▶ [Instructions for the task] Copy the listing below verbatim, changing nothing from its first line to its last.

[Point labels for objects]
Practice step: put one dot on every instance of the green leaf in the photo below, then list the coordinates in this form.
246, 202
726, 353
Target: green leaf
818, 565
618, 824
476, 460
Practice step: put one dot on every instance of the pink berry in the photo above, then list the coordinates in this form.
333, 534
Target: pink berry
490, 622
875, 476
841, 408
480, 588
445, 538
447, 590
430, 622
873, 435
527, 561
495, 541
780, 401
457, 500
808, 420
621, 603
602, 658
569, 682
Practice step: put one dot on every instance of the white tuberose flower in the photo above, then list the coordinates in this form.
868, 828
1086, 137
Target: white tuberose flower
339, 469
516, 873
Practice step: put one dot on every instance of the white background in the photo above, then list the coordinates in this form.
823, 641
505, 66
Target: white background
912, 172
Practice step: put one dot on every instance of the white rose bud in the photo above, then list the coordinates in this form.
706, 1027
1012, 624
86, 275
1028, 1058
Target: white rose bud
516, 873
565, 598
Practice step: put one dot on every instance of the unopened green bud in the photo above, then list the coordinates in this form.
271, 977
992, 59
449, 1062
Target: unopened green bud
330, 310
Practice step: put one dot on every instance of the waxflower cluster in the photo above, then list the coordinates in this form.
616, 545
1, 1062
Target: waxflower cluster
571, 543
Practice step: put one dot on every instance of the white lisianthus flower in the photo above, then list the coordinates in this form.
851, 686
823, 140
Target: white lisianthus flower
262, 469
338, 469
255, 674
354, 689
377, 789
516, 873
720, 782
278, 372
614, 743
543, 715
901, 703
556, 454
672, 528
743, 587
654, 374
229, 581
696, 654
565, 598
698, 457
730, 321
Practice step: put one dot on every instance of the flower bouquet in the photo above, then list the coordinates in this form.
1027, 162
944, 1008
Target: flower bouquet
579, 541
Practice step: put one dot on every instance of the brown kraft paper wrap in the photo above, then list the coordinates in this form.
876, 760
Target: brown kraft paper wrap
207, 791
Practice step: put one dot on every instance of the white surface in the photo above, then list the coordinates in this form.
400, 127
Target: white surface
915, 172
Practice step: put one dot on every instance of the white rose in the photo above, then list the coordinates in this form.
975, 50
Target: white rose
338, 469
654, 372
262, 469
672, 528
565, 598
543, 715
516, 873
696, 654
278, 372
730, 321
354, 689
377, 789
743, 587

▶ [Solution to the exercise]
Practice step: put one dot on every instance of the green leaf in the photo below, then list the coordinates in this form.
246, 202
726, 353
Target: green leaf
818, 565
618, 824
476, 460
Practice step: put one dot on every instance of the pink berry in the photo above, then list the coordinates in this form.
333, 534
Target: pink berry
490, 622
875, 476
841, 408
480, 588
445, 538
447, 590
430, 622
873, 435
527, 561
495, 541
780, 401
457, 500
808, 420
621, 603
602, 658
569, 682
Practice step: put one dot on every instance of the white tuberose flower in the photo above, then list the coordinates in this form.
868, 828
1086, 137
Target: white tuberose flower
339, 469
516, 873
Practice step: put one dot on every instance of the white background in the photo above, then list the coordinates in this form.
823, 641
505, 66
Target: white background
912, 172
Practice step: put one dot on every instance of the white rose bud in the photo above, then list the coordinates in this form.
706, 1027
1012, 624
86, 275
1028, 1058
Target: white rose bud
516, 873
565, 598
Practice step: put one dot on every instance of the unopened green bud in the photo above, then list the coordinates in this form.
271, 977
992, 59
449, 1062
Target: unopened green bud
330, 310
Practice step: put one dot on every instance of the waxflower cluster in the photo above, then list the coordinates in this form.
616, 545
1, 1062
Target: waxflower cluster
571, 543
Practice step: put one dot on every instance of the white lisianthus flower in the photo above, then list the coordinates in this form.
851, 686
823, 140
Target: white lisianthus flower
262, 469
338, 469
255, 674
354, 689
377, 789
516, 873
720, 782
278, 372
614, 743
543, 715
901, 703
556, 454
672, 528
743, 587
654, 374
229, 581
696, 654
565, 598
698, 457
730, 321
Practice step: put one dot on every instance of the flower bouquet in the photo above, then list the coordinates in this form.
1027, 162
944, 1008
Target: flower bouquet
579, 541
Practice step: put one dot on every instance of the brown kraft paper wrap in the photo above, then list the coordinates in this form.
876, 760
Target: brown kraft paper wrap
207, 791
Practice step: put one dot on every instance of the white surface in the photo above, then list the coordinates in this form.
400, 127
Target: white surface
915, 172
Practice step: put one dot on every instance of the white rose in the photo above, then list the coordinates in this form.
975, 50
Target: white rose
338, 469
654, 372
262, 469
672, 528
565, 598
543, 715
516, 873
696, 654
278, 372
730, 321
354, 689
377, 789
743, 587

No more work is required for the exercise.